> Exercise details: Each record needs to be echoed exactly; can you do that?

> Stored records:

□ □ □ □

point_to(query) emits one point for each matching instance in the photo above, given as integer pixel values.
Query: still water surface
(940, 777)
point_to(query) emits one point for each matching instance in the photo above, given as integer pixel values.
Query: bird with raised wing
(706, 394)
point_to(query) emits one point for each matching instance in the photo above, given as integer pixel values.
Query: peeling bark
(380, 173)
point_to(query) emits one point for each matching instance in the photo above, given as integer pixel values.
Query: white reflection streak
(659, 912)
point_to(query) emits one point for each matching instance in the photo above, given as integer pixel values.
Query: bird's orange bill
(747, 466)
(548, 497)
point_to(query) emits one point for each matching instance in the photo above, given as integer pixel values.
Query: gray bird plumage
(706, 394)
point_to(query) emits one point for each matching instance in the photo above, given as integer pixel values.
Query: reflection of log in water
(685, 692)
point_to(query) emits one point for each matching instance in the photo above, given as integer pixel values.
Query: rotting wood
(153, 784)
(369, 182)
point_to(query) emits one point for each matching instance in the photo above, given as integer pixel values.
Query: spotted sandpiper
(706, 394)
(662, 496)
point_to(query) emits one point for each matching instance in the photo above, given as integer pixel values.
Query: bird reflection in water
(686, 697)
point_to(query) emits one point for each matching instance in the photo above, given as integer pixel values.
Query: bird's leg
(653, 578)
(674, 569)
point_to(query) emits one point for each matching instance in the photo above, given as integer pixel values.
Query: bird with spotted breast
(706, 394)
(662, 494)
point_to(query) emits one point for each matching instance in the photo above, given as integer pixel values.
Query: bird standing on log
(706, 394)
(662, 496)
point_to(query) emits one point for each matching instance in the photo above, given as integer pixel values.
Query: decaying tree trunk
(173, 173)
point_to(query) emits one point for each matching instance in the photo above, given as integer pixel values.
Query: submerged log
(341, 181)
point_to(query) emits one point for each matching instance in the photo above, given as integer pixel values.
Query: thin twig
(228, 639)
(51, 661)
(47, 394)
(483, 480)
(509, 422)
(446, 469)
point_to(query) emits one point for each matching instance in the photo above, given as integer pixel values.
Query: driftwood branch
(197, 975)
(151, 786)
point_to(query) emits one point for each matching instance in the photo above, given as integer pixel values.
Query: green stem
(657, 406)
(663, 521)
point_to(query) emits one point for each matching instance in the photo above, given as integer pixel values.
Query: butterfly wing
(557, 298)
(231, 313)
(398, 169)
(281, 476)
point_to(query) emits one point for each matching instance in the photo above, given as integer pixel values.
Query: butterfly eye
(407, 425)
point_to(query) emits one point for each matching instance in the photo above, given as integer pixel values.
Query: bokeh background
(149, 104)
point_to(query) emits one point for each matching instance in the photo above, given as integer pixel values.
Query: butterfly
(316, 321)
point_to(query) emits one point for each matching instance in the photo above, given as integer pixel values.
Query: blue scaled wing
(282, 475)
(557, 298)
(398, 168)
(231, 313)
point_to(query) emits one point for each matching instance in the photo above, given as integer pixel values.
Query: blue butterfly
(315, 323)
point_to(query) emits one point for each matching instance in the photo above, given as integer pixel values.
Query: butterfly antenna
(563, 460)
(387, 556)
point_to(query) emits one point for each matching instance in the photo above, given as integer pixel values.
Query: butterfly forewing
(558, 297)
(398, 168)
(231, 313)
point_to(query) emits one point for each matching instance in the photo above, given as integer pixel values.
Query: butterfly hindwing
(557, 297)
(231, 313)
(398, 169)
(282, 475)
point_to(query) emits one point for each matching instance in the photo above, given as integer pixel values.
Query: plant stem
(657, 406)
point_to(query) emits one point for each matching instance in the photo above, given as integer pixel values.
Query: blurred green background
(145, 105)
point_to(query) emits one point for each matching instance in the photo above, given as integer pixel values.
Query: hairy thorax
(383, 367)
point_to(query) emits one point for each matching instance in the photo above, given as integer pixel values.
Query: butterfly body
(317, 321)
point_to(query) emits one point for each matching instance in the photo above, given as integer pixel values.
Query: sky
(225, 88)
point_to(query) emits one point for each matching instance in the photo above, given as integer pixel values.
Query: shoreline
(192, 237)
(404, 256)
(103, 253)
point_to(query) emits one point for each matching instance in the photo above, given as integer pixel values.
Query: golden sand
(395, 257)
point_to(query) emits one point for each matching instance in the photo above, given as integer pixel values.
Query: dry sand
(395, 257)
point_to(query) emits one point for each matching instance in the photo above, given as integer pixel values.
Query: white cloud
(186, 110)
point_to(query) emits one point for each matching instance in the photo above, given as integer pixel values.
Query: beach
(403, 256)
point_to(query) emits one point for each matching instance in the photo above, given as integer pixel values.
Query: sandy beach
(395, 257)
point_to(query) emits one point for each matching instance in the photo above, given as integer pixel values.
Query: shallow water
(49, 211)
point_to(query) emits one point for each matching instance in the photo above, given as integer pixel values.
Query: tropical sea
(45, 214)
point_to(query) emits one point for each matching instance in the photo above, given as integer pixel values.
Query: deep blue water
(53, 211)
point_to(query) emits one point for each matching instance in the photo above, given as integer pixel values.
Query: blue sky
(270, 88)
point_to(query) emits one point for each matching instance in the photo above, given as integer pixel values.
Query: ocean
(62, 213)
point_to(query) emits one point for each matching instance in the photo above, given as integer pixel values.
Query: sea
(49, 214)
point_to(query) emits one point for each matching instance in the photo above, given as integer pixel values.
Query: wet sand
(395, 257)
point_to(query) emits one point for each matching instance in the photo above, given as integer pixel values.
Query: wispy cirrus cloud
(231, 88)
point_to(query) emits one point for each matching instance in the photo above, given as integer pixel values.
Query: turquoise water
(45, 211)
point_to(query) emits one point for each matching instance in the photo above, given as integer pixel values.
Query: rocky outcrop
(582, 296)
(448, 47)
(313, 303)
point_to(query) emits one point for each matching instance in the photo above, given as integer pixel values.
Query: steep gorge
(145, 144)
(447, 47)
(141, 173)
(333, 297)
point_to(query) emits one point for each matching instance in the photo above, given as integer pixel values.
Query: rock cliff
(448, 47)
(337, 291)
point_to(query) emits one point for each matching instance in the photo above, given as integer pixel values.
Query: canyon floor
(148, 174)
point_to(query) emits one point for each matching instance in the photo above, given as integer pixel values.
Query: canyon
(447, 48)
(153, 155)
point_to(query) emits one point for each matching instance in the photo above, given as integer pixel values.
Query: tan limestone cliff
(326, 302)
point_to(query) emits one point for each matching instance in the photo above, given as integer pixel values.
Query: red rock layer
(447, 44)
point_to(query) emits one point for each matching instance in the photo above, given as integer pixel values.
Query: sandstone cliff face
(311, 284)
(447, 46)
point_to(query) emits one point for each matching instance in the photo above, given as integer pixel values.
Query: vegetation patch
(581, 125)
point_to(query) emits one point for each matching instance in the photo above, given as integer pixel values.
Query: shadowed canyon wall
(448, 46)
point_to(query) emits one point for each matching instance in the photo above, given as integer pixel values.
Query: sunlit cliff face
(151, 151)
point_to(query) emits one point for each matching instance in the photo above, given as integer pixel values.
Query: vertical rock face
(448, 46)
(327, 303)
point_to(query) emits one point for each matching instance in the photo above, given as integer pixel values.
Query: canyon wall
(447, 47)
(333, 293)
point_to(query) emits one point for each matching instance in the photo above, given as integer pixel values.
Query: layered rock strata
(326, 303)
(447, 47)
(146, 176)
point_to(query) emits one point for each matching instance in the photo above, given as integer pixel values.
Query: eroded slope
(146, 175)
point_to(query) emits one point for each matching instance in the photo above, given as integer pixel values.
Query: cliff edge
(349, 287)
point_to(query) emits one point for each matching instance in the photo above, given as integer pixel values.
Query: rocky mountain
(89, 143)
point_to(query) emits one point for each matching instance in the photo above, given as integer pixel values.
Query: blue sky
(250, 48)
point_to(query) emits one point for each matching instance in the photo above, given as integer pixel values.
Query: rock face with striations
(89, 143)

□ □ □ □

> Exercise result:
point_to(query) emits one point for each matching instance in the photo above, given as integer pixel values.
Query: still water surface
(940, 777)
point_to(query) emits one point for each matching instance in the photo above, given as integer pixel values.
Query: bird with raised wing
(706, 394)
point_to(query) emits one point for each matching instance in the photo above, given as integer pixel values.
Query: peeling bark
(380, 173)
point_to(query) emits one point for each matching instance in the photo above, given as integer pixel values.
Query: white reflection streak
(659, 912)
point_to(query) emits one point for each matching instance in the photo above, given as integer pixel values.
Query: bird's orange bill
(747, 466)
(548, 497)
point_to(query) emits one point for each matching instance in the photo above, given as integer pixel values.
Query: gray bird plumage
(706, 394)
point_to(query) emits one point for each matching instance in the photo above, given as integer pixel values.
Query: reflection of log in water
(685, 692)
point_to(query) emits one point for each matching instance in the photo above, given as integer pixel values.
Query: rotting wood
(153, 784)
(369, 182)
point_to(query) emits one point for each matching instance in the photo above, given as integer pixel values.
Query: spotted sandpiper
(706, 394)
(662, 496)
point_to(query) emits one point for each matching instance in the photo above, given as integer pixel values.
Query: bird reflection in water
(686, 697)
point_to(query) emits one point for each matching instance in the photo above, given as integer pixel values.
Query: bird's leg
(653, 578)
(674, 569)
point_to(query) emits one point for each matching instance in the photo above, given as integer pixel values.
Query: bird with spotted breast
(706, 394)
(662, 494)
point_to(query) emits one point for each matching instance in the photo above, given as integer pixel values.
Query: bird standing on log
(706, 394)
(662, 496)
point_to(query) emits one point for each matching instance in the photo above, given as integer pixel values.
Query: decaying tree trunk
(173, 173)
point_to(query) emits one point for each matching instance in the photo above, given as integer pixel values.
Query: submerged log
(341, 181)
point_to(query) emits one point for each matching instance in the photo above, given as integer pixel values.
Query: thin twig
(228, 639)
(51, 661)
(47, 394)
(483, 480)
(509, 422)
(446, 469)
point_to(query) emits one point for each matching instance in the photo above, given as integer pixel values.
Query: driftwood branch
(197, 975)
(151, 786)
point_to(query) emits one point for each matching instance in the photo above, given as integer pixel values.
Query: green stem
(657, 406)
(663, 521)
point_to(query) emits one point for each matching instance in the photo above, given as integer pixel values.
Query: butterfly wing
(557, 298)
(231, 313)
(398, 169)
(281, 476)
point_to(query) emits one point for each matching instance in the photo above, given as integer pixel values.
Query: butterfly eye
(407, 425)
point_to(query) emits one point for each matching instance in the photo above, given as integer pixel values.
Query: bokeh background
(149, 104)
point_to(query) emits one point for each matching instance in the photo above, given as integer pixel values.
Query: butterfly
(316, 321)
point_to(query) emits one point for each matching instance in the photo above, given as integer pixel values.
Query: blue scaled wing
(282, 475)
(557, 298)
(398, 168)
(231, 313)
point_to(query) emits one point for each matching instance in the photo above, given as integer pixel values.
Query: blue butterfly
(315, 323)
point_to(query) emits one point for each matching instance in the photo above, given as integer pixel values.
Query: butterfly antenna
(563, 460)
(387, 556)
point_to(query) emits one point for each matching instance in the photo above, given as integer pixel values.
Query: butterfly forewing
(558, 297)
(398, 168)
(231, 313)
point_to(query) emits one point for each matching instance in the photo above, given as integer pixel values.
Query: butterfly hindwing
(557, 297)
(231, 313)
(398, 169)
(282, 475)
point_to(query) emits one point for each matching instance in the photo above, given as integer pixel values.
Query: plant stem
(657, 406)
point_to(query) emits one point for each matching instance in the photo above, given as integer pixel values.
Query: blurred green background
(145, 105)
point_to(query) emits one point for each matching instance in the photo above, given as integer pixel values.
Query: hairy thorax
(383, 367)
point_to(query) emits one point for each matching instance in the photo above, given as integer pixel values.
Query: butterfly body
(317, 321)
point_to(query) emits one point for each matching instance in the photo above, given as integer pixel values.
Query: sky
(225, 88)
point_to(query) emits one point for each matching instance in the photo above, given as integer pixel values.
Query: shoreline
(192, 237)
(404, 256)
(103, 253)
point_to(query) emits one point for each matching instance in the photo above, given as integer pixel values.
Query: golden sand
(395, 257)
point_to(query) emits one point for each matching instance in the photo above, given as integer pixel values.
Query: dry sand
(395, 257)
point_to(query) emits one point for each matching instance in the photo above, given as integer pixel values.
Query: white cloud
(186, 110)
point_to(query) emits one point for each matching instance in the photo above, given as integer pixel values.
Query: beach
(403, 256)
point_to(query) emits one point for each matching instance in the photo above, given as integer pixel values.
Query: sandy beach
(395, 257)
point_to(query) emits one point for each matching instance in the photo above, given as integer pixel values.
Query: shallow water
(49, 211)
point_to(query) emits one point for each matching instance in the photo above, given as integer pixel values.
Query: tropical sea
(45, 214)
point_to(query) emits one point for each matching instance in the photo above, given as integer pixel values.
Query: deep blue water
(53, 211)
point_to(query) emits one point for each matching instance in the photo above, given as integer pixel values.
Query: blue sky
(270, 88)
point_to(query) emits one point for each matching instance in the photo above, given as integer pixel values.
Query: ocean
(62, 213)
point_to(query) emits one point for each matching instance in the photo above, given as integer pixel values.
Query: sea
(49, 214)
point_to(query) emits one point for each matching instance in the photo above, given as integer pixel values.
Query: wet sand
(395, 257)
point_to(query) emits one point for each matching instance in the photo above, given as integer pixel values.
Query: wispy cirrus cloud
(231, 88)
point_to(query) emits one point for each matching instance in the photo above, given as integer pixel values.
Query: turquoise water
(45, 211)
point_to(query) emits one point for each matching instance in the photo above, given as integer pixel values.
Query: rocky outcrop
(582, 296)
(448, 47)
(313, 303)
point_to(query) emits one point for each matching instance in the photo above, given as integer pixel values.
Query: steep gorge
(145, 144)
(447, 47)
(141, 173)
(333, 297)
point_to(query) emits one point for each matching instance in the photo above, given as integer pixel values.
Query: rock cliff
(448, 47)
(337, 291)
point_to(query) emits one point for each matching instance in the photo above, given as integer pixel values.
Query: canyon floor
(148, 174)
point_to(query) emits one point for each matching instance in the photo above, given as integer pixel values.
Query: canyon
(447, 48)
(153, 155)
point_to(query) emits one point for each matching instance in the photo above, given as integer pixel values.
Query: tan limestone cliff
(326, 302)
point_to(query) emits one point for each matching instance in the photo above, given as integer pixel values.
Query: red rock layer
(447, 44)
point_to(query) emits one point for each matching instance in the photo above, given as integer pixel values.
Query: sandstone cliff face
(311, 284)
(447, 46)
point_to(query) emits one point for each matching instance in the photo above, given as integer pixel values.
Query: vegetation patch
(581, 125)
point_to(query) emits one point for each matching instance in the photo above, given as integer pixel values.
Query: shadowed canyon wall
(448, 46)
point_to(query) emits one point for each matching instance in the photo above, given as integer pixel values.
Query: sunlit cliff face
(151, 151)
point_to(query) emits one point for each matching instance in the photo above, given as integer pixel values.
Query: vertical rock face
(448, 46)
(327, 303)
point_to(query) emits one point for each matching instance in the photo above, given as integer pixel values.
Query: canyon wall
(447, 47)
(333, 293)
point_to(query) emits one point for each matching instance in the photo above, given as integer pixel values.
Query: layered rock strata
(326, 303)
(447, 47)
(146, 176)
point_to(query) emits one point for each matching instance in the photo above, given as integer pixel values.
Query: eroded slope
(146, 175)
point_to(query) emits one point for each matching instance in the photo above, given as integer pixel values.
Query: cliff edge
(349, 287)
point_to(query) emits one point for each matching instance in the photo above, given as integer pixel values.
Query: rocky mountain
(89, 143)
point_to(query) emits one point for each matching instance in the photo above, given as integer pixel values.
Query: blue sky
(250, 48)
point_to(query) emits one point for each matching instance in the photo above, given as integer pixel values.
Query: rock face with striations
(89, 143)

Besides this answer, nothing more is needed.